Von unwiderstehlicher Wucht und Wirksamkeit

Georg Hage rückt spirituelle Intensität des Werks in den Vordergrund.

Von Pedro Obiera

Aachen. Die Zugkraft von Giuseppe Verdis grandioser „Messa da Requiem“ ist ungebrochen. Bei den Aachener Bachtagen blieb im Eurogress kaum ein Stuhl leer, als der Bachverein zu einer groß besetzten Aufführung des Werks einlud, obwohl Verdi nicht zur Domäne des Chors zählt. Die Durchschlagskraft des Werks ist allerdings von solch unwiderstehlicher Wucht und Wirksamkeit, dass konfessionelle, zeitliche oder stilistische Fragen in den Hintergrund rücken.

Georg Hage sorgte für reichlich quantitative Verstärkung des Bachvereins durch die Chöre des Collegiums Musicum der RWTH Aachen und der Kölner Universität. Den gewaltigen Chorapparat zusammenzuhalten, ist nicht einfach, gelang Hage jedoch ohne größere Pannen. Auch mit der Philharmonie Südwestfalen hat Hage angesichts der knappen Probenzeit erfreulich intensiv gearbeitet, so dass das dunkel timbrierte Kolorit des raffiniert ausgefeilten Orchesterparts angemessen zu seinem Recht kam.

- [ARBEITSAUFTRAG] Setze die Konzertkritik zu Verdis Requiem oben im Anschluss an ihren letzten Satz fort.

- [ERFASSTE DATEN]
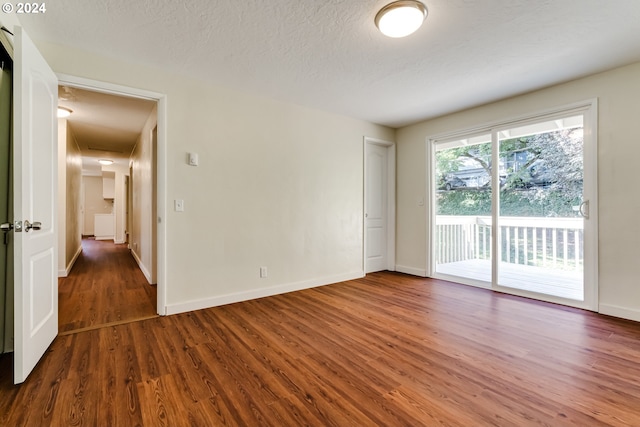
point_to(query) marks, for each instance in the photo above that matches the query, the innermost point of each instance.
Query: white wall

...

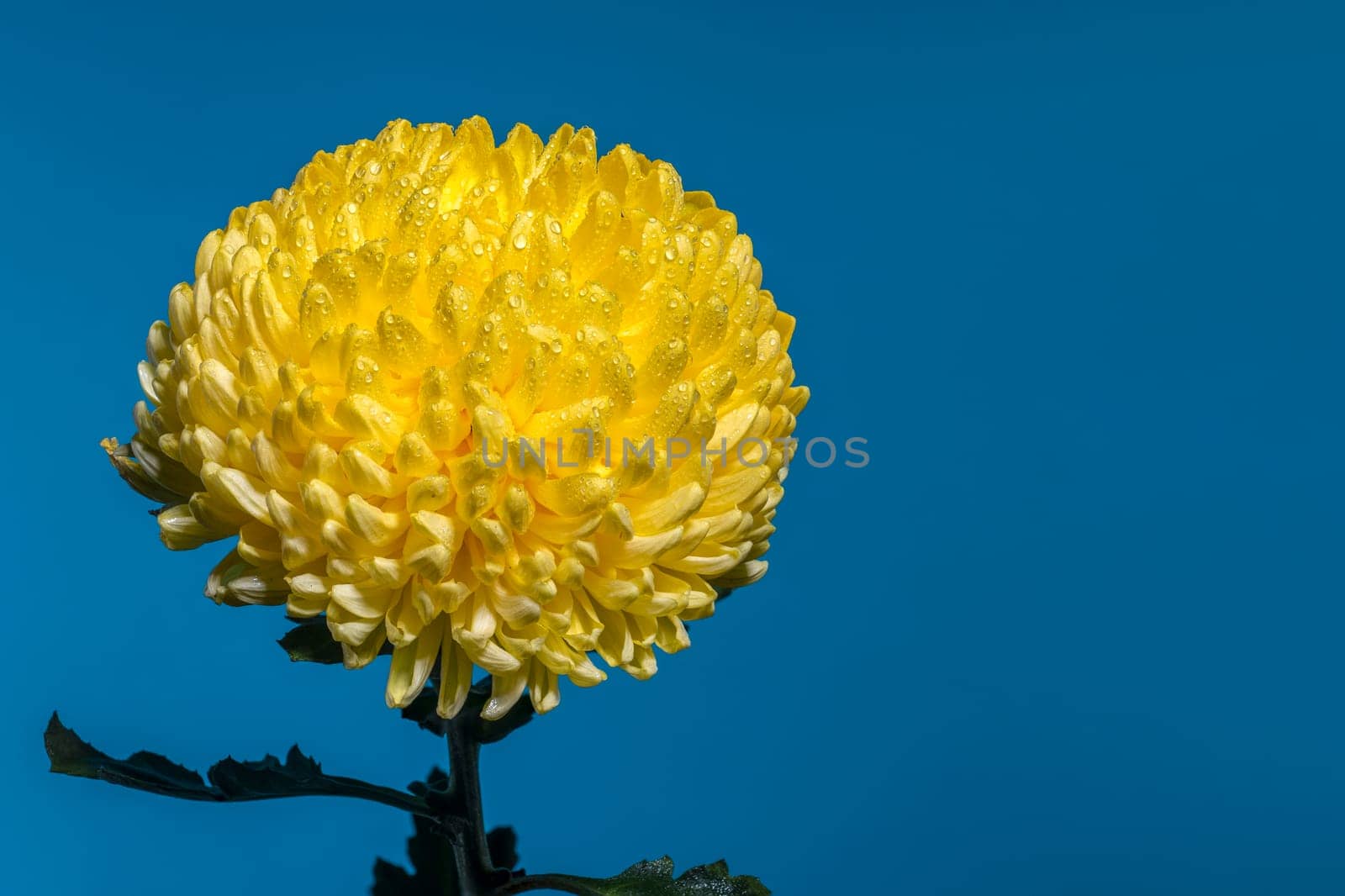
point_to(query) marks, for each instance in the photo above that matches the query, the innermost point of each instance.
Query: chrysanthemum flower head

- [DEINE ANTWORT]
Wenn gleich zwei Solopartien des mit äußerst anspruchsvollen Aufgaben betrauten Vokalquartetts krankheitsbedingt umbesetzt werden müssen, dürften die Nerven des Chorleiters flattern. Es ging jedoch alles gut: Sung Min Song mit seinem sicher und mühelos geführten, extrem kultiviert klingenden Tenor ersetzte den erkrankten Kollegen Thomas Piffka ohne jeden Qualitätsverlust. Georg Gädkers Bass fehlte es zwar ein wenig an Schwärze und Volumen, doch auch er konnte sich schnell in das Vokalquartett eingliedern, dessen weibliche Partien mit der Sopranistin Katharina Persicke und der Altistin Franziska Gottwald vorzüglich besetzt waren.

Dass Hage die spirituelle Intensität des Werks in den Vordergrund rücken wollte, ließ er gleich in der getragenen Einleitung erkennen. Ohne den Klang sowohl des Chors als auch des Orchesters aufzuweichen, ließ er es nicht an emotionalem Nachdruck vermissen, wobei er auf opernhafte Übertreibungen verzichtete. Auch im „Tuba Mirum“ mit den bedrohlichen Trompeten des Jüngsten Gerichts, die Hage nicht räumlich verteilte, sondern brav im Orchester beließ.

Hier war ihm stärker an der Gestaltung des Textes als an einem plakativen Effekt gelegen, was sich sowohl in den Solo- als auch in den Chorpartien niederschlug. Bei den zügigen, klar strukturierten Chorfugen hörte man der Interpretation die langjährigen Erfahrungen Hages und seines Chors mit der Musik Bachs an, auch wenn es das Eurogress den Chormassen nicht immer leicht macht, die nötige Klangtransparenz zu erzielen.

Insgesamt hinterließ der Vortrag jene nachhaltige Wirkung, die man von dem Werk erwartet. Dafür dankte das Publikum allen Mitwirkenden mit lang anhaltendem Beifall.